• _What you should do_:
Count the lines below that contain the string "named", with case mattering, and reply with the number alone.
________________
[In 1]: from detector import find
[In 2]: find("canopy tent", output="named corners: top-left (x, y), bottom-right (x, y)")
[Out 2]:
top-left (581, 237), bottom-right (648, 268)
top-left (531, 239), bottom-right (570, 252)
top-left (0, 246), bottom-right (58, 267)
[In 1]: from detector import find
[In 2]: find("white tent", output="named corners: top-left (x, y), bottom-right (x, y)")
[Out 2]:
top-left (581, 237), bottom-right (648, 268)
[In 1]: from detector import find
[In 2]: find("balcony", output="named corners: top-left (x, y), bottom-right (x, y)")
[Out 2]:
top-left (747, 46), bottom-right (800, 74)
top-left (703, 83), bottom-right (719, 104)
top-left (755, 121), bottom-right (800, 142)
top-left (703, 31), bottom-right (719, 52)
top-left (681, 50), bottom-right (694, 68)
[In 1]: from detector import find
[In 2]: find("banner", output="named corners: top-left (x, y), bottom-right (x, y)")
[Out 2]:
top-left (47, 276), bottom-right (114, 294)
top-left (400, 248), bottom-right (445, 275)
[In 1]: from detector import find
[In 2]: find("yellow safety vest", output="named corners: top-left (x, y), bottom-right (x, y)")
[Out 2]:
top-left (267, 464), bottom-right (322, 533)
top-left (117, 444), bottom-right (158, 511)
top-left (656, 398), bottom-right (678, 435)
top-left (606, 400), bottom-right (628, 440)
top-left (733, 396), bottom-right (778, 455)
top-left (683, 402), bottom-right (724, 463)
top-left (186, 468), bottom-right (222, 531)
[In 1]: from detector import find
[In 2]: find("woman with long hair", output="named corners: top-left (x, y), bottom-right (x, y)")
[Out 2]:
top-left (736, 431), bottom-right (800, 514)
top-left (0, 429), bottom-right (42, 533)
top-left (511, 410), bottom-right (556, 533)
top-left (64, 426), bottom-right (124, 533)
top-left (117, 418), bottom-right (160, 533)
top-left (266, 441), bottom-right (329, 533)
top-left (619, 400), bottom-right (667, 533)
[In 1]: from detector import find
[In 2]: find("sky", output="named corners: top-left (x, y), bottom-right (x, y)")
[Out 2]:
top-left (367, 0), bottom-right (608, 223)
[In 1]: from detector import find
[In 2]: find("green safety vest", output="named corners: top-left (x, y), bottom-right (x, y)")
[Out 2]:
________________
• _Solved problem_:
8